*Texto para análise*
┏━━

Por Antônio Roberto Gerin

O sensível e premiadíssimo filme O SEGREDO DE BROKEBACK MOUNTAIN (135’), direção de Ang Lee, EUA (2005), aborda um dilema universal que ocupa boa parte de nossa existência. Estamos falando do amor, esta eterna fonte de vida. E, não raras vezes, de sofrimento. Mas, o que é o amor? Parece uma pergunta óbvia, não parece? Nem tanto. O amor soa como um conceito tão próximo de nós e, no entanto, acaba sendo nossa principal fonte de dúvidas e incertezas. O certo é que qualquer resposta que venhamos a dar sobre o amor, ela soará muito pessoal, posto que o amor é, acima de tudo, uma experiência. Que estará sempre colada à nossa história. De um jeito único, só nosso, portanto, intransferível. É justamente este amor que o maravilhoso filme O Segredo de Brokeback Mountain nos mostra. Amor feito de histórias únicas, cujo desenho é um mosaico de êxtases e sofrimentos, alegrias e decepções. Só os protagonistas Ennis Del Mar e Jack Twist, e ninguém mais, poderão fazer parte da história de amor que acontece entre eles, lá em cima, na montanha Brokeback. Só eles poderão dizer alguma coisa a respeito. E eles dizem. Muito. Independentemente de cor, raça, orientação sexual, geografia e origem, amar é uma experiência que está acima de qualquer julgamento. Olhando O Segredo de Brokeback Mountain de forma apressada, corre-se o risco de rotulá-lo como filme de cowboys, ou de cowboys gays, ou simplesmente um filme gay. Fujam imediatamente destes rótulos. O filme de Ang Lee é tão somente um filme sobre o amor.

Dois rapazes conseguem emprego de vaqueiro para cuidarem, naquele verão, de um rebanho de ovelhas conduzidas montanha acima, um lugar de difícil acesso, e distante de tudo e de todos. Brokeback, eis o nome da montanha. Estes dois rapazes são, por enquanto, solteiros, cowboys, gostam de rodeios, curtem estar no campo, trazem histórias pessoais diferentes, e estão ali para proteger as ovelhas dos ataques de animais selvagens e, mais do que isso, estão ali para vigiar a presença do Estado, já que a ocupação daquelas pastagens é irregular. O ambiente, bucólico, a solidão, total, o ar, selvagem, eis o terreno, fértil, onde algo extraordinário está para acontecer.

┗━━

*Dados apresentados*
┏━━

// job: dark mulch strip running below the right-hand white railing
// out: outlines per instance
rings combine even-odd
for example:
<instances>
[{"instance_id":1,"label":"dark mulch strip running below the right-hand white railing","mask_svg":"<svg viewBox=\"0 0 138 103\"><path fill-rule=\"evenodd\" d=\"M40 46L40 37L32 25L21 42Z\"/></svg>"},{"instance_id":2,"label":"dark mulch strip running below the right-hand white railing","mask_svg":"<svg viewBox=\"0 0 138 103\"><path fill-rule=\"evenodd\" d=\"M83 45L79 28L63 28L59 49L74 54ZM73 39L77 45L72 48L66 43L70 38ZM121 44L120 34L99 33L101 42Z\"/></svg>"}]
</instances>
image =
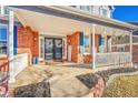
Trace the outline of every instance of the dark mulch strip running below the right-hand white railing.
<instances>
[{"instance_id":1,"label":"dark mulch strip running below the right-hand white railing","mask_svg":"<svg viewBox=\"0 0 138 103\"><path fill-rule=\"evenodd\" d=\"M138 71L138 69L132 69L132 68L112 69L112 70L99 71L99 72L97 72L97 74L100 75L101 78L103 78L105 81L107 82L112 74L131 73L131 72L136 72L136 71Z\"/></svg>"}]
</instances>

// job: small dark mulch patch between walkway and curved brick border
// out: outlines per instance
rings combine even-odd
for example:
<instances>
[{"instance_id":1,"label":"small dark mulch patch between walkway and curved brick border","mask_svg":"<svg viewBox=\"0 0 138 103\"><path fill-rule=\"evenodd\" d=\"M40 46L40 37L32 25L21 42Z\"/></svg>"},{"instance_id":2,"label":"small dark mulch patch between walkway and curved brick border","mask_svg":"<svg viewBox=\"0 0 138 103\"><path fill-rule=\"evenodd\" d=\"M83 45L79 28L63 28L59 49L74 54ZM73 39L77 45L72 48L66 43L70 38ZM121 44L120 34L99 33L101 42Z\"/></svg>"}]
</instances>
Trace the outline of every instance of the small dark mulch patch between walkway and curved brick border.
<instances>
[{"instance_id":1,"label":"small dark mulch patch between walkway and curved brick border","mask_svg":"<svg viewBox=\"0 0 138 103\"><path fill-rule=\"evenodd\" d=\"M98 78L93 73L77 75L76 78L81 81L88 89L93 87L98 83Z\"/></svg>"}]
</instances>

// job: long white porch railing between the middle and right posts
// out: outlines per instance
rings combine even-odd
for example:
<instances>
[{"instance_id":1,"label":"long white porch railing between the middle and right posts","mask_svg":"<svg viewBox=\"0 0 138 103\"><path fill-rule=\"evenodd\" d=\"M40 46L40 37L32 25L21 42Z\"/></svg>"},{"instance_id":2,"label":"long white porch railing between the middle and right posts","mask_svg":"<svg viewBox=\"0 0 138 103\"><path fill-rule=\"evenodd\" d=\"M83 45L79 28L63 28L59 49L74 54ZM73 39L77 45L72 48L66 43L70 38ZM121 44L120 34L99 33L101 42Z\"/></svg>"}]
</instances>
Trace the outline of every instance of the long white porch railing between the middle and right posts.
<instances>
[{"instance_id":1,"label":"long white porch railing between the middle and right posts","mask_svg":"<svg viewBox=\"0 0 138 103\"><path fill-rule=\"evenodd\" d=\"M130 63L130 52L97 53L96 66L125 65Z\"/></svg>"}]
</instances>

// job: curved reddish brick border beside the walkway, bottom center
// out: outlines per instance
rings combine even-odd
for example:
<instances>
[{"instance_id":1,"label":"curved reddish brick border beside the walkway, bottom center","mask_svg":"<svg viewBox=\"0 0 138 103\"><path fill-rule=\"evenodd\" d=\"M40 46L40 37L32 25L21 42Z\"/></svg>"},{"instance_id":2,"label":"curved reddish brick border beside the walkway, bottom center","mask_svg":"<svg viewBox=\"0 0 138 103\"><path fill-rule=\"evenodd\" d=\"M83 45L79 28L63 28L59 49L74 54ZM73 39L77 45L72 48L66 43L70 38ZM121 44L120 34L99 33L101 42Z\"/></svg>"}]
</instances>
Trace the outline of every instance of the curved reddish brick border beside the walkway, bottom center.
<instances>
[{"instance_id":1,"label":"curved reddish brick border beside the walkway, bottom center","mask_svg":"<svg viewBox=\"0 0 138 103\"><path fill-rule=\"evenodd\" d=\"M96 84L95 87L90 89L89 94L85 95L83 97L101 97L105 90L106 90L106 82L105 80L96 74L96 76L98 78L98 83Z\"/></svg>"}]
</instances>

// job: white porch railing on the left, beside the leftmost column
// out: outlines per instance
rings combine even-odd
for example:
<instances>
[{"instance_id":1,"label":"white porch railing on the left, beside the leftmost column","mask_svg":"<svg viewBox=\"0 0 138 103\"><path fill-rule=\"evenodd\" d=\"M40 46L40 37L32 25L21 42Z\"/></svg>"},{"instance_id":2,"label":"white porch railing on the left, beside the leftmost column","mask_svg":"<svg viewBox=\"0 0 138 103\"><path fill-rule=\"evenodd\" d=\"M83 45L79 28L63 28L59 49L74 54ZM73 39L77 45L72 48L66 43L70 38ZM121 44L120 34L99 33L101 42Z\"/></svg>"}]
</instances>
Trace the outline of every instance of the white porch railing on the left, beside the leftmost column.
<instances>
[{"instance_id":1,"label":"white porch railing on the left, beside the leftmost column","mask_svg":"<svg viewBox=\"0 0 138 103\"><path fill-rule=\"evenodd\" d=\"M14 79L22 70L28 66L28 53L17 54L12 61L10 61L9 71L10 80Z\"/></svg>"}]
</instances>

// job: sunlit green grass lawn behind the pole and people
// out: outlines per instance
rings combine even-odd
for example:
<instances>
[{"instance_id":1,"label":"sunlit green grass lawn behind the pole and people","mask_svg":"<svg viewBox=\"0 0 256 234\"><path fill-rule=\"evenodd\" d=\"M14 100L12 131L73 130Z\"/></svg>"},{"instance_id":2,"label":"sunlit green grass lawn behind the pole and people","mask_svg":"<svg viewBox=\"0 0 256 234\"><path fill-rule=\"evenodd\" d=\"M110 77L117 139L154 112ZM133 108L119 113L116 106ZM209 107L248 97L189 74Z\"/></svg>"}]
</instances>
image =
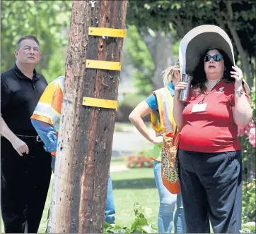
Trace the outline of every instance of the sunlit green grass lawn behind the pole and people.
<instances>
[{"instance_id":1,"label":"sunlit green grass lawn behind the pole and people","mask_svg":"<svg viewBox=\"0 0 256 234\"><path fill-rule=\"evenodd\" d=\"M112 165L122 164L120 161ZM113 172L112 185L116 208L116 223L120 226L130 226L134 221L134 202L139 202L146 209L146 218L157 228L158 191L153 178L153 168L128 169ZM47 227L47 212L50 207L52 183L47 196L44 214L40 223L39 233L45 233ZM1 233L4 233L4 224L1 222Z\"/></svg>"}]
</instances>

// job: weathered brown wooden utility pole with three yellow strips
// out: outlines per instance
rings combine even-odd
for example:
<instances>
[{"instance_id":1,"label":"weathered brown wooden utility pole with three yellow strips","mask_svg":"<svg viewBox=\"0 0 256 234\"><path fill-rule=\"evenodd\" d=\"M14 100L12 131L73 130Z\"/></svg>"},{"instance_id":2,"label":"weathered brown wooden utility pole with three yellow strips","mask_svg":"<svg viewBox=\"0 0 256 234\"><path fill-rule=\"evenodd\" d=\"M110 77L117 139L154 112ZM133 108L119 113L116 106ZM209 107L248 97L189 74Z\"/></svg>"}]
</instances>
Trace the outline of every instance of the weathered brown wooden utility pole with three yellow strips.
<instances>
[{"instance_id":1,"label":"weathered brown wooden utility pole with three yellow strips","mask_svg":"<svg viewBox=\"0 0 256 234\"><path fill-rule=\"evenodd\" d=\"M126 12L127 1L72 3L49 233L103 232L116 110L97 106L117 100L120 70L98 61L121 62L123 38L91 36L89 27L124 30Z\"/></svg>"}]
</instances>

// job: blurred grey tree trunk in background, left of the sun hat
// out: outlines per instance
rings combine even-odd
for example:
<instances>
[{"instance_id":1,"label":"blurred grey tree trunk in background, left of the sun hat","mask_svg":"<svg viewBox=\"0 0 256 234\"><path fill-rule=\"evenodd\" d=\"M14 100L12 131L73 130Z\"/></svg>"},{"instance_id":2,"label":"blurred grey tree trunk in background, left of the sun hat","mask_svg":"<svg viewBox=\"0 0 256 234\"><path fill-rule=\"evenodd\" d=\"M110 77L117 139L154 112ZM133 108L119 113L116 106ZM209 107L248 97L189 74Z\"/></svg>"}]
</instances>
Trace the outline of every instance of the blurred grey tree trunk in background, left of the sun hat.
<instances>
[{"instance_id":1,"label":"blurred grey tree trunk in background, left of the sun hat","mask_svg":"<svg viewBox=\"0 0 256 234\"><path fill-rule=\"evenodd\" d=\"M152 75L153 90L158 90L163 87L163 80L161 73L168 66L173 66L175 58L173 58L172 51L172 35L165 32L140 32L141 38L149 48L149 52L152 57L152 61L155 65L155 70Z\"/></svg>"}]
</instances>

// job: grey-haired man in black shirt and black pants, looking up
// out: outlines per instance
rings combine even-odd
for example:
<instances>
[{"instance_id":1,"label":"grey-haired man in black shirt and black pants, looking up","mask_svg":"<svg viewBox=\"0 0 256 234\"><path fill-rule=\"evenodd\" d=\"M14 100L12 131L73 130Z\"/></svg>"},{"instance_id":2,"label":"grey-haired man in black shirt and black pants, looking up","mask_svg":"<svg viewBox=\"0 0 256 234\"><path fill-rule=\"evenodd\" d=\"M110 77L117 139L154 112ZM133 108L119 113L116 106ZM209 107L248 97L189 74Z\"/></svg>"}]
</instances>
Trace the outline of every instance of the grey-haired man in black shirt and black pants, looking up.
<instances>
[{"instance_id":1,"label":"grey-haired man in black shirt and black pants, looking up","mask_svg":"<svg viewBox=\"0 0 256 234\"><path fill-rule=\"evenodd\" d=\"M37 233L51 178L51 155L30 117L47 87L35 71L36 37L16 45L16 64L1 74L1 212L6 233Z\"/></svg>"}]
</instances>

┗━━

*Tarefa 1*
Transcreva, da resenha do filme, o trecho que se inicia com as palavras "Dois rapazes conseguem" e se encerra com "está para acontecer.".
*Tarefa 2*
Verta para o inglês a seguinte frase da resenha do filme: "Estamos falando do amor, esta eterna fonte de vida."
*Tarefa 3*
Dê prosseguimento à resenha do filme a partir do ponto em que ela se interrompe.
A listagem não guarda qualquer relação com a resenha do filme.

*Área de resposta 1*
Dois rapazes conseguem emprego de vaqueiro para cuidarem, naquele verão, de um rebanho de ovelhas conduzidas montanha acima, um lugar de difícil acesso, e distante de tudo e de todos. Brokeback, eis o nome da montanha. Estes dois rapazes são, por enquanto, solteiros, cowboys, gostam de rodeios, curtem estar no campo, trazem histórias pessoais diferentes, e estão ali para proteger as ovelhas dos ataques de animais selvagens e, mais do que isso, estão ali para vigiar a presença do Estado, já que a ocupação daquelas pastagens é irregular. O ambiente, bucólico, a solidão, total, o ar, selvagem, eis o terreno, fértil, onde algo extraordinário está para acontecer.

*Área de resposta 2*
We are talking about love, this eternal source of life.

*Área de resposta 3*
Precisaremos esperar meia hora de filme para que o amor surja diante de nós, numa cena memorável, e precisamente realista. Os movimentos em direção ao outro são sutis, sustentados por meias palavras e por olhares que não se cruzam, mas que estão ali, fulminados pelo desejo. E quando tudo, então, se desencadeia, na oferta total de sexo, sentimentos e emoções, abre-se um outro mundo para estes dois rapazes, cujos desdobramentos irão repercutir nos próximos vinte anos de suas vidas. É quando o próprio Ennis, assustado com o que está acontecendo, declara. “Aonde o amor vai nos levar?”. Ah, se soubéssemos, Ennis!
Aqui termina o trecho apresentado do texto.